PROMPT A
Please translate this sentence from the tennis report into Spanish: "Friday’s quarter-final ended in dramatic fashion."
PROMPT B
From the tennis report, output unchanged the part that opens with the words containing "Friday’s quarter-final ended" and closes with "Tsitsipas the match.".

Friday’s quarter-final ended in dramatic fashion. Serving at 30/15, Zverev elected to not use one of two remaining challenges after his inside-out forehand was called out, but on TV review was shown to catch a big part of the line. At 30-all, the German made a clunky attempt at a low backhand volley, which sailed long. He then sent a second serve well long to hand Tsitsipas the match.
Zverev was bidding to win the Washington, D.C.-Canada double for the second successive year. The 21-year-old, who drops to 43-12 this season, defeated Alex de Minaur to retain his Citi Open title without dropping a set last week.
“I mean, I was up 6-3, 5-3, serving for the match. So it should have been a three and three match, and then I would have been [in press] about one-and-a-half hours ago,” said Zverev. “But now I’m going to go to Cincinnati. I’ll do everything I can to prepare myself there and play well there. But as I said, I didn’t feel the ball at all. I didn’t play well. So a lot of it didn’t depend on me.”

ENTRIES PROVIDED
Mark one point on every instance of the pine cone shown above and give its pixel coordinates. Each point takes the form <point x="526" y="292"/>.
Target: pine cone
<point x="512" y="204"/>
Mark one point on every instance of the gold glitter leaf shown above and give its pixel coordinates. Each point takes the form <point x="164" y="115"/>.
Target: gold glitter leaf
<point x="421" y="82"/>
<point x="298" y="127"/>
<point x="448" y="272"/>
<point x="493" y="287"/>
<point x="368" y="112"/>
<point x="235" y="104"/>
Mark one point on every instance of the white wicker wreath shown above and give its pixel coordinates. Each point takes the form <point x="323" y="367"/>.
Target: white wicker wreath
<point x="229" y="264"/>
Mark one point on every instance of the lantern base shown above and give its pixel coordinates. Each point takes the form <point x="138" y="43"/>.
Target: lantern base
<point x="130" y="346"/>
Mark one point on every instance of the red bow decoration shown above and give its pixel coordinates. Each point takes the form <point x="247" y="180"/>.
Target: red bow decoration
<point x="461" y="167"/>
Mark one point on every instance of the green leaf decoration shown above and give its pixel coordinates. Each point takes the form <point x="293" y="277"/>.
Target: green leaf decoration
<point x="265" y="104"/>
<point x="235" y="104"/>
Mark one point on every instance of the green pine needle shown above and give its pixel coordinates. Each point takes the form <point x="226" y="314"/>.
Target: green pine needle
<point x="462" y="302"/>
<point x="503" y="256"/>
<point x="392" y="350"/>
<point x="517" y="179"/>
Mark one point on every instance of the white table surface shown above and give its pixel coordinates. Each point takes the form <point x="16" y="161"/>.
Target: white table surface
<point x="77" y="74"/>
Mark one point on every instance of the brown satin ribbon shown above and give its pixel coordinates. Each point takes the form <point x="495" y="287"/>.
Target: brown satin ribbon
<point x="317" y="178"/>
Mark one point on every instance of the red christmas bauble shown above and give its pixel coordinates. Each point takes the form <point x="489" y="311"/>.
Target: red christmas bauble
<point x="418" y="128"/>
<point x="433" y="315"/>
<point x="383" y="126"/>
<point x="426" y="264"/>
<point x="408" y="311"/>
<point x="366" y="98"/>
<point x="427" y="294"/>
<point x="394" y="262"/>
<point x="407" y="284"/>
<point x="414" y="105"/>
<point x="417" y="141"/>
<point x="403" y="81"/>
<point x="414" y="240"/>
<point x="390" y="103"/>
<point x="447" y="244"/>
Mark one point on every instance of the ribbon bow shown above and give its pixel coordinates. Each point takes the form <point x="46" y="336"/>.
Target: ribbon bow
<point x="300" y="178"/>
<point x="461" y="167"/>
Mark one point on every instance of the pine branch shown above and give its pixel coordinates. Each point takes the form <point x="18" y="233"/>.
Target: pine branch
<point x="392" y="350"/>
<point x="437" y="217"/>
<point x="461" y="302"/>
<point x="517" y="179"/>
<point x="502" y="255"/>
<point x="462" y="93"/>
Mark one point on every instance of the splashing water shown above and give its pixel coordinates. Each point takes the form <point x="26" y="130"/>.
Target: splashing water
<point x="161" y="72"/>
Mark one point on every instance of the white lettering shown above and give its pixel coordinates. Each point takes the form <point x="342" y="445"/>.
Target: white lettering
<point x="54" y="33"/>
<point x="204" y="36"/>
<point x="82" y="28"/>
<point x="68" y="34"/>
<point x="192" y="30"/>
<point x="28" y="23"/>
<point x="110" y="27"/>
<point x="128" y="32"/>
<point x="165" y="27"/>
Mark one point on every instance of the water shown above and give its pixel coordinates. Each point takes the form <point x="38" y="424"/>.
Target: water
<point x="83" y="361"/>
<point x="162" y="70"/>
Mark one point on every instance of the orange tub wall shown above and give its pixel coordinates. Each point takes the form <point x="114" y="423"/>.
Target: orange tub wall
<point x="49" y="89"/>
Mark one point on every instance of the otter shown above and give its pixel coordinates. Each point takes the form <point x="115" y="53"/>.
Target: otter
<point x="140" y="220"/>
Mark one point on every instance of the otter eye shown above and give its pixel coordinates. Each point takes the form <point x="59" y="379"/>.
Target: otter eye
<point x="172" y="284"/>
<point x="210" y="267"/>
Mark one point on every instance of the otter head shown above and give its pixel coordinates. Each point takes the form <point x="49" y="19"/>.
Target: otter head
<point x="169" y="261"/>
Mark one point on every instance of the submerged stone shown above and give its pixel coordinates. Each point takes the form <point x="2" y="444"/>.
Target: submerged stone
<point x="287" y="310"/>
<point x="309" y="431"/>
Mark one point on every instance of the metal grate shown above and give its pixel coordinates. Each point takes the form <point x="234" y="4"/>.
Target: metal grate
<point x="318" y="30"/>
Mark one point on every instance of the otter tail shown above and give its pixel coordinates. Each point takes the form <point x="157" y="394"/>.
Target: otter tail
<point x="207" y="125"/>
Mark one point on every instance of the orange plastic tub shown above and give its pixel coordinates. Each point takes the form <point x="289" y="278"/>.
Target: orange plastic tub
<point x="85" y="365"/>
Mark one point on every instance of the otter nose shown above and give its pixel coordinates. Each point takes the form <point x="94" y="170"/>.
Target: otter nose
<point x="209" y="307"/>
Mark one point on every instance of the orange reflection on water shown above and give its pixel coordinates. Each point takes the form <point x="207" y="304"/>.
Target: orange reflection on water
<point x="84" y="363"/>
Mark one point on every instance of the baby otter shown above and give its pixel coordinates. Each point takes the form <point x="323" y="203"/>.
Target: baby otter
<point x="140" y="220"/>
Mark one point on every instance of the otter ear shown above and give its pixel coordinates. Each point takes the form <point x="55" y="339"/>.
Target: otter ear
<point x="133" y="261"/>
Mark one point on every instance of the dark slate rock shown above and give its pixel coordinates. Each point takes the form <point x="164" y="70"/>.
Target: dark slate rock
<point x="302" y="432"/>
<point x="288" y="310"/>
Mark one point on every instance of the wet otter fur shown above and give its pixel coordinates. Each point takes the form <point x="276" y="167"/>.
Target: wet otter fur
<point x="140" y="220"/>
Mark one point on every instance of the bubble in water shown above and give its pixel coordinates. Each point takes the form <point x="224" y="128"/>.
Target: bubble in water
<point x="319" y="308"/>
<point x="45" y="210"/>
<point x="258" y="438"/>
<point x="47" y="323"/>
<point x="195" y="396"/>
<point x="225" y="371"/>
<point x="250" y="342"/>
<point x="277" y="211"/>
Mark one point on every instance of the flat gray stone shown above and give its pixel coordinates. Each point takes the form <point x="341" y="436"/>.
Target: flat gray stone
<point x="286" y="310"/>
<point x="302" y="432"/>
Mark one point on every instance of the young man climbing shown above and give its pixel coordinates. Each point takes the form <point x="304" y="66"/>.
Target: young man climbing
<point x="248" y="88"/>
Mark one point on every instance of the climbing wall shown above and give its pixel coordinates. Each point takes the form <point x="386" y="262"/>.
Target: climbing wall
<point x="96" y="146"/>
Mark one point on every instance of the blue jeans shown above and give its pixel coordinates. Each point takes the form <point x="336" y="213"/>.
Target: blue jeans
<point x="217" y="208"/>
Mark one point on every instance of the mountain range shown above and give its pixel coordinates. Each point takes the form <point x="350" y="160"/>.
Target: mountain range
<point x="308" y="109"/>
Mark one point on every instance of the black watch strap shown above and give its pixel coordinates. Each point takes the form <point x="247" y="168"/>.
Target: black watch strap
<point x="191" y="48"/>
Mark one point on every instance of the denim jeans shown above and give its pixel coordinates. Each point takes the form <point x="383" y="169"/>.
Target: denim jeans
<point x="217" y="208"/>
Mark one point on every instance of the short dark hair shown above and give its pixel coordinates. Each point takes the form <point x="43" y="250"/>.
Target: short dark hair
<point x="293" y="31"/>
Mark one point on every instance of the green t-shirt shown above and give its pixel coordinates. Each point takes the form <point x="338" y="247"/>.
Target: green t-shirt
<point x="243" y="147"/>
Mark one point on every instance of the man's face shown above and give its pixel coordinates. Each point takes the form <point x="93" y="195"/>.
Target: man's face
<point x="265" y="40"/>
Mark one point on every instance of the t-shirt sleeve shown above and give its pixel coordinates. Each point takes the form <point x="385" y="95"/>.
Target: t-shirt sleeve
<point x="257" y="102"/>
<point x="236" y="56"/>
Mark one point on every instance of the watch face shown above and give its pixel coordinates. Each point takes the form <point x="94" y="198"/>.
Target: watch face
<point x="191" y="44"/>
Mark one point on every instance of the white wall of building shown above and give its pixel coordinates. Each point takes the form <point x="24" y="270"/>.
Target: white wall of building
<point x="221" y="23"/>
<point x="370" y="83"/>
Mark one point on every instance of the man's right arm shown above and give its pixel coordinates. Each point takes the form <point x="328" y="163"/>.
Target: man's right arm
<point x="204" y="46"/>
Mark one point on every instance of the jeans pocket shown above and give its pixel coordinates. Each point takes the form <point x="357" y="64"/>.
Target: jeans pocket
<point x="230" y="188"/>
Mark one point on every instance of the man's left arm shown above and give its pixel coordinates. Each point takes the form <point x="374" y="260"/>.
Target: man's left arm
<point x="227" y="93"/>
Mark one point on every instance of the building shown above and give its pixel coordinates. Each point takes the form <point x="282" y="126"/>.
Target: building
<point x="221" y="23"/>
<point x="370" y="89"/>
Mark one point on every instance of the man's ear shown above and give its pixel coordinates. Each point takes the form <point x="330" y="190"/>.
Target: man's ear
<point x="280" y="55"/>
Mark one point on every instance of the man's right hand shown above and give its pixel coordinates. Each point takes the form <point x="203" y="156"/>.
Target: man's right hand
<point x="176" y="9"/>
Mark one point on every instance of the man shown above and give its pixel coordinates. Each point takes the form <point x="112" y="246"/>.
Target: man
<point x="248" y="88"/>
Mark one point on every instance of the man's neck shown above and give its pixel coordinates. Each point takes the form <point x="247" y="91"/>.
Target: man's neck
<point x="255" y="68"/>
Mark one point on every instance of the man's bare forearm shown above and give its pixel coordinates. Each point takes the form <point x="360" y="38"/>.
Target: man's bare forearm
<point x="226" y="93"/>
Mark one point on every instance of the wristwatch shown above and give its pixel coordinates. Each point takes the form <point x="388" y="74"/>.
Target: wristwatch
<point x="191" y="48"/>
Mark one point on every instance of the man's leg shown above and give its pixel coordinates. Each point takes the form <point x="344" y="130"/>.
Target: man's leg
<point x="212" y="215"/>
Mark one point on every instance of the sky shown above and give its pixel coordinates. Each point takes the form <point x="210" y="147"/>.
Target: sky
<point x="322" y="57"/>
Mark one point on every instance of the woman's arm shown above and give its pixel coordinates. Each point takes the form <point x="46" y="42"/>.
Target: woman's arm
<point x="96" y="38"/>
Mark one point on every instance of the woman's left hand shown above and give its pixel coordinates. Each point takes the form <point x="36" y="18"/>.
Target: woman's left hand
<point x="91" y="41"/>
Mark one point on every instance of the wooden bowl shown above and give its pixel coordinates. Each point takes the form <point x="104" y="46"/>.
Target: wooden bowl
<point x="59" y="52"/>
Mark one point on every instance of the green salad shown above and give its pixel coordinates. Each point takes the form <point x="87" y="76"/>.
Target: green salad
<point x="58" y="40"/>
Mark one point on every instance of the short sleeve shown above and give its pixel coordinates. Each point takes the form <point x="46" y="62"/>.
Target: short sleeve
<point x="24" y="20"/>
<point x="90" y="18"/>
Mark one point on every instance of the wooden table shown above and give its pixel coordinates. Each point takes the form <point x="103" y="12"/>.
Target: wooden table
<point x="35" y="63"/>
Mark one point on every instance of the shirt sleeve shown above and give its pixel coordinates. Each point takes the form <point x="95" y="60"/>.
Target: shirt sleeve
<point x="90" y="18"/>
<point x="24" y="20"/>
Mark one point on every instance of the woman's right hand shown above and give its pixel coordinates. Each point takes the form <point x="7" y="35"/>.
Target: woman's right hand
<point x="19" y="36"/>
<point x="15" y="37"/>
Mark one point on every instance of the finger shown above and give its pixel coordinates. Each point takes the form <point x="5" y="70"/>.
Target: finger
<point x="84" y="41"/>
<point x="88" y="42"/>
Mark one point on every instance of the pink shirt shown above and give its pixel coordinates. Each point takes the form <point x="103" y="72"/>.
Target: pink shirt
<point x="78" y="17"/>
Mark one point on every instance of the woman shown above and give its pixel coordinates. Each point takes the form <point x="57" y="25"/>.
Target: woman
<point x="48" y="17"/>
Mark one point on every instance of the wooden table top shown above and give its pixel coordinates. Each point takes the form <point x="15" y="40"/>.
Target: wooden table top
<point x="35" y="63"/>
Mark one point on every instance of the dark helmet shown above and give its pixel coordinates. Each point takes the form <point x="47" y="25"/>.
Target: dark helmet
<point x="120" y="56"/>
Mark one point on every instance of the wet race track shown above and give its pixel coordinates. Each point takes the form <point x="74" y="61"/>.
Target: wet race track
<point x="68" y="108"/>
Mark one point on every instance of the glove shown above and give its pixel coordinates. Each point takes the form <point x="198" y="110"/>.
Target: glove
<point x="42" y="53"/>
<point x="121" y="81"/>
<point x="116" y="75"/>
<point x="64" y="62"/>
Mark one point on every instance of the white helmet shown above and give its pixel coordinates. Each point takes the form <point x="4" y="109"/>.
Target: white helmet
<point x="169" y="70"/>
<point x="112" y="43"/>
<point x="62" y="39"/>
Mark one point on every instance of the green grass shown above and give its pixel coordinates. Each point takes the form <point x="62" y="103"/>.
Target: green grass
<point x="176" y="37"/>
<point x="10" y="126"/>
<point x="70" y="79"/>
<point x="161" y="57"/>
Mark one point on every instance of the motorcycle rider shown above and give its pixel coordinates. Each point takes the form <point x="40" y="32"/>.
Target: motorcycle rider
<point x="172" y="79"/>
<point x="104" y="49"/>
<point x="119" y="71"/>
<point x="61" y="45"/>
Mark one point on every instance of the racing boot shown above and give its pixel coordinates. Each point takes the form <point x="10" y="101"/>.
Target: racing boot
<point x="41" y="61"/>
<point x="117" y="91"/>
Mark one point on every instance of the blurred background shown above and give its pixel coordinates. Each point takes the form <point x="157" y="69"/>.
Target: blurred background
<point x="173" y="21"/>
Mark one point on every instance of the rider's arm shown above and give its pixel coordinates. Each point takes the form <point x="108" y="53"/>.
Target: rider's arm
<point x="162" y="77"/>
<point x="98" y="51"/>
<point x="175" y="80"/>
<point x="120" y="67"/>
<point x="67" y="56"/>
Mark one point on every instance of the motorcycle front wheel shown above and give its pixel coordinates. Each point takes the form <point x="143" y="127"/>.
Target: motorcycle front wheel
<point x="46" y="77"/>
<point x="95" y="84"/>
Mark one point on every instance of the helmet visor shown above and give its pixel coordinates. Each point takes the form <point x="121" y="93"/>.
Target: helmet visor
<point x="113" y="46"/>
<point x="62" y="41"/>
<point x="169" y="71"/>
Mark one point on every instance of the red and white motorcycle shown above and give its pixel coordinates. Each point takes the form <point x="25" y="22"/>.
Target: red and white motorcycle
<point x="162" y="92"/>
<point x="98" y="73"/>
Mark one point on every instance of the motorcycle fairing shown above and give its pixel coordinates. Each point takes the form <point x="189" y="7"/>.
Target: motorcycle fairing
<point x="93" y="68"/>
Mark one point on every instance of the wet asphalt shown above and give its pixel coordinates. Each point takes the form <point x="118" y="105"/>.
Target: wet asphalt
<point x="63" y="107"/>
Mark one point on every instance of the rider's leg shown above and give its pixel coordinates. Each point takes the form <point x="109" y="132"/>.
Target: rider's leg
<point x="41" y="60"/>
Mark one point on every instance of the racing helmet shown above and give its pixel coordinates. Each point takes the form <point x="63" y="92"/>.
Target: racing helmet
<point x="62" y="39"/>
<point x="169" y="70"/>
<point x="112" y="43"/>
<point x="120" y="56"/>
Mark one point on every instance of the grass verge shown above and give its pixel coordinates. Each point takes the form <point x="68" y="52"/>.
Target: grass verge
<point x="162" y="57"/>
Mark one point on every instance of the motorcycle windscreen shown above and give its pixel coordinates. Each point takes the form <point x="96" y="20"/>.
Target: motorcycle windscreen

EXERCISE RESULT A
El partido de cuartos de final del viernes terminó de forma dramática.

EXERCISE RESULT B
Friday’s quarter-final ended in dramatic fashion. Serving at 30/15, Zverev elected to not use one of two remaining challenges after his inside-out forehand was called out, but on TV review was shown to catch a big part of the line. At 30-all, the German made a clunky attempt at a low backhand volley, which sailed long. He then sent a second serve well long to hand Tsitsipas the match.